Turn every line of the data below into a numbered list, leaving out blank lines and the pictures.

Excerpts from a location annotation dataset
┄┄┄┄┄┄┄┄┄┄┄┄┄┄┄┄┄┄┄┄

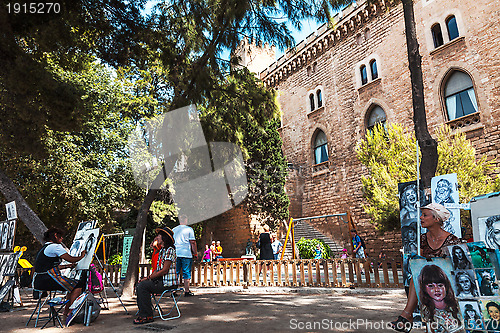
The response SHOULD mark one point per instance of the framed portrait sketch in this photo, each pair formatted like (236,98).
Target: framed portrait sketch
(10,207)
(460,256)
(4,260)
(485,215)
(486,280)
(435,288)
(5,289)
(480,256)
(444,189)
(472,314)
(466,284)
(83,227)
(4,233)
(490,308)
(89,243)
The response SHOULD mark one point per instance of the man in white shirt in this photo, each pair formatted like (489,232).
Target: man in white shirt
(185,248)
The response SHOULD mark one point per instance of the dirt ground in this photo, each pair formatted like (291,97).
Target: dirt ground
(225,310)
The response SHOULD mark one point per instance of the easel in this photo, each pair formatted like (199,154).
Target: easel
(289,230)
(105,275)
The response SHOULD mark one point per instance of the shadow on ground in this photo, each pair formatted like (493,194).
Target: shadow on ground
(273,310)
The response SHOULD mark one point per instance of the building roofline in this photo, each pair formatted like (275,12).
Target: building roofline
(348,20)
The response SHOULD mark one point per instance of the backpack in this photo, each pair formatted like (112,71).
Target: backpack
(95,284)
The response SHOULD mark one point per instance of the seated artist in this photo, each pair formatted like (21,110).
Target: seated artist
(162,278)
(47,267)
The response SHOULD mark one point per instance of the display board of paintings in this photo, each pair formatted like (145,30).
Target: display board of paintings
(461,290)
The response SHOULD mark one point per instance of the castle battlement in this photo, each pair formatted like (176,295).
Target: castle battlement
(347,21)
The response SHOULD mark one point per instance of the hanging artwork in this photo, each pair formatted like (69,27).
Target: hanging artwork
(435,287)
(490,308)
(486,280)
(479,254)
(408,214)
(88,243)
(473,317)
(444,191)
(465,283)
(485,215)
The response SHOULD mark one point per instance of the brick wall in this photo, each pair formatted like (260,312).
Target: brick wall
(337,188)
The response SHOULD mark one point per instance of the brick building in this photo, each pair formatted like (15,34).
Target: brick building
(339,82)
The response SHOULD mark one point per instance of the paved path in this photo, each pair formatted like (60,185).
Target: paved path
(228,310)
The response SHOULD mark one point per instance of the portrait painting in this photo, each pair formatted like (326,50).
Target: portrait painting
(466,284)
(408,204)
(486,281)
(10,207)
(472,314)
(88,243)
(435,288)
(489,231)
(4,258)
(5,289)
(4,229)
(82,229)
(490,308)
(12,234)
(460,256)
(479,254)
(10,267)
(444,189)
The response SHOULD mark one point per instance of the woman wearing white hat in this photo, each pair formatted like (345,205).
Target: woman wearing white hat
(432,245)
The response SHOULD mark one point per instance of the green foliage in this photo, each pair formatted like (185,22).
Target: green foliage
(307,248)
(85,175)
(266,172)
(389,154)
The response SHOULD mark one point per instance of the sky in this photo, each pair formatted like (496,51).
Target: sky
(308,27)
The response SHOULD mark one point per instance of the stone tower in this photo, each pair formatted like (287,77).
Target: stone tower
(254,56)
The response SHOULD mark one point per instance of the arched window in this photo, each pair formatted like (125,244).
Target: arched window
(451,24)
(364,76)
(459,95)
(320,148)
(373,69)
(311,101)
(376,116)
(437,35)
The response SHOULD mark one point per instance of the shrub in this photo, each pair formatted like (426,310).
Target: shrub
(306,248)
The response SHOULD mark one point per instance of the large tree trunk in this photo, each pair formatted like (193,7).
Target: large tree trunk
(428,146)
(135,248)
(24,212)
(142,218)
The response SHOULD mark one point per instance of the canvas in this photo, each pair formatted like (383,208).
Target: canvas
(460,256)
(466,286)
(489,231)
(472,314)
(89,241)
(435,287)
(5,289)
(4,229)
(490,308)
(485,215)
(486,280)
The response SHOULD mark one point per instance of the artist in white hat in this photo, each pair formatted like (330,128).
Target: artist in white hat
(432,245)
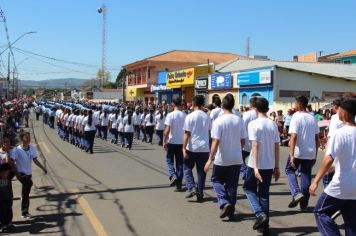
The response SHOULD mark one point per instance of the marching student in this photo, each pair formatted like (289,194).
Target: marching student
(159,120)
(104,122)
(137,122)
(23,156)
(113,126)
(196,147)
(89,125)
(248,116)
(120,127)
(150,125)
(228,134)
(128,129)
(340,194)
(303,151)
(263,163)
(173,143)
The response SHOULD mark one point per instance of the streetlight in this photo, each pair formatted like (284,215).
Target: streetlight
(31,32)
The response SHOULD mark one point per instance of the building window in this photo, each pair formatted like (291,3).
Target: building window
(293,93)
(244,99)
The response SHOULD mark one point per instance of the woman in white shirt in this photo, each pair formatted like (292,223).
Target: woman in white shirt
(128,129)
(104,122)
(89,128)
(159,120)
(150,125)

┄┄┄┄┄┄┄┄┄┄┄┄┄┄┄┄┄┄┄┄

### [RESULT FOR THIS TASK]
1. The response SHOULD mark one point per instance of the framed portrait sketch in this photo, each pair formatted like (236,98).
2. Target: framed portrait sketch
3. (10,207)
4. (460,256)
5. (4,260)
6. (485,215)
7. (486,280)
8. (435,288)
9. (5,289)
10. (480,256)
11. (444,189)
12. (472,314)
13. (466,284)
14. (83,227)
15. (4,233)
16. (490,308)
17. (89,243)
18. The response SHOULD mark one point per instance of the man in white shirt in this photo, each pair formatted like (489,232).
19. Target: man in white shirt
20. (185,248)
21. The response SHOULD mark one point per instance of the dirt ground in this photo, each pair formatted like (291,97).
22. Target: dirt ground
23. (225,310)
24. The response SHOULD mark one point per instance of the easel in this photo, each pair formatted like (199,154).
25. Target: easel
26. (289,230)
27. (105,275)
28. The response SHOULD mark one point per instance of the shadow on ground in this photo, each pair formatted like (493,194).
29. Target: shadow on ground
30. (273,310)
31. The response SHOULD mark one point per instance of the building roofline in this photo, each pair formatted like (275,12).
32. Target: building roofline
33. (348,20)
34. The response SHOULD mark one point per instance of the backpack in this photo, each pair formatted like (112,71).
35. Target: backpack
36. (95,284)
37. The response SHOULD mark one point per instance of the seated artist in this photo, each pair formatted like (21,110).
38. Target: seated artist
39. (162,278)
40. (47,267)
41. The response SHOULD mark one point per instance of the display board of paintings in this photo, each pair formatted like (145,30).
42. Target: display board of paintings
43. (461,290)
44. The response SHOULD mark one point per instance of the castle battlement in this photo, each pair formatted like (176,295).
45. Target: castle battlement
46. (347,21)
47. The response SHOULD mark one point per instance of the hanging artwork in this photo, each pair formatted like (69,27).
48. Target: hanging artwork
49. (435,287)
50. (490,308)
51. (486,280)
52. (479,254)
53. (408,214)
54. (88,243)
55. (473,317)
56. (444,191)
57. (465,283)
58. (485,215)
59. The response SHOULD mark one point per instance of the brick wall in this photo, each pair formatted like (260,312).
60. Target: brick wall
61. (337,188)
62. The response SHOULD mark one point per instance of the brick building in this photo, each pair formatted like (15,34).
63. Target: brick building
64. (339,82)
65. The response SHOULD mark one point per instance of the paved path in this photo, each pair formatted like (60,185).
66. Target: paved path
67. (228,310)
68. The response SHOULD mark one point per instance of the portrait painting in this photo, each pair formatted like (326,50).
69. Target: portrait painting
70. (466,284)
71. (408,204)
72. (486,281)
73. (10,207)
74. (472,314)
75. (88,243)
76. (435,288)
77. (489,231)
78. (4,258)
79. (5,289)
80. (4,229)
81. (82,229)
82. (490,308)
83. (12,234)
84. (460,256)
85. (479,254)
86. (10,267)
87. (444,189)
88. The response SHOULD mark one point per instance of the woman wearing white hat in this photo, each pair formatted like (345,205).
89. Target: woman wearing white hat
90. (432,245)
91. The response SHOULD mark one point per instance of the green foliage in this photo, each pair formatted like (185,22).
92. Target: green foliage
93. (307,248)
94. (85,175)
95. (266,172)
96. (389,154)
97. The response SHOULD mark one point per instance of the sky in this photo, each pair formatted like (496,51).
98. Target: sky
99. (308,27)
100. The response SHOULD mark one point per instance of the stone tower in this photo, each pair formatted like (287,77).
101. Target: stone tower
102. (254,56)
103. The response SHOULD mark one point per instance of the arched window in this photo, each pair formatted like (125,244).
104. Target: arched window
105. (451,24)
106. (364,76)
107. (459,95)
108. (320,148)
109. (373,69)
110. (311,101)
111. (376,116)
112. (437,35)
113. The response SHOULD mark one point per instance of the shrub in this photo, each pair formatted like (426,310).
114. Target: shrub
115. (306,248)
116. The response SHOULD mark one point per instance of the large tree trunk in this photo, each pair formatted like (193,7).
117. Target: large tree trunk
118. (428,146)
119. (135,248)
120. (24,212)
121. (142,218)
122. The response SHOULD mark one point per instance of the canvas in this photo, each pair formatted like (383,208).
123. Target: canvas
124. (460,256)
125. (466,286)
126. (489,231)
127. (472,314)
128. (89,241)
129. (435,287)
130. (5,289)
131. (4,229)
132. (490,308)
133. (485,215)
134. (486,280)
135. The response SHOULD mark one point per instance of the artist in white hat in this photo, each pair formatted like (330,128).
136. Target: artist in white hat
137. (432,245)
138. The response SHOULD mark one point per instance of the marching student in this photo, each pair formatted like (289,194).
139. Target: marching student
140. (159,120)
141. (104,122)
142. (137,122)
143. (23,156)
144. (113,126)
145. (196,147)
146. (89,125)
147. (248,116)
148. (120,127)
149. (150,125)
150. (228,134)
151. (128,129)
152. (340,194)
153. (303,151)
154. (263,163)
155. (173,143)
156. The response SHOULD mark one point per instance of the streetlight in this photo, each pair formatted like (284,215).
157. Target: streetlight
158. (31,32)
159. The response SHOULD mark one point per instance of the building window in this photo, each pair formatted like (291,3).
160. Target: building window
161. (293,93)
162. (244,99)
163. The response SHOULD mark one point per instance of the woman in white shirt in this photo, each pair formatted like (292,223).
164. Target: woman in white shirt
165. (128,129)
166. (104,122)
167. (89,128)
168. (159,120)
169. (150,125)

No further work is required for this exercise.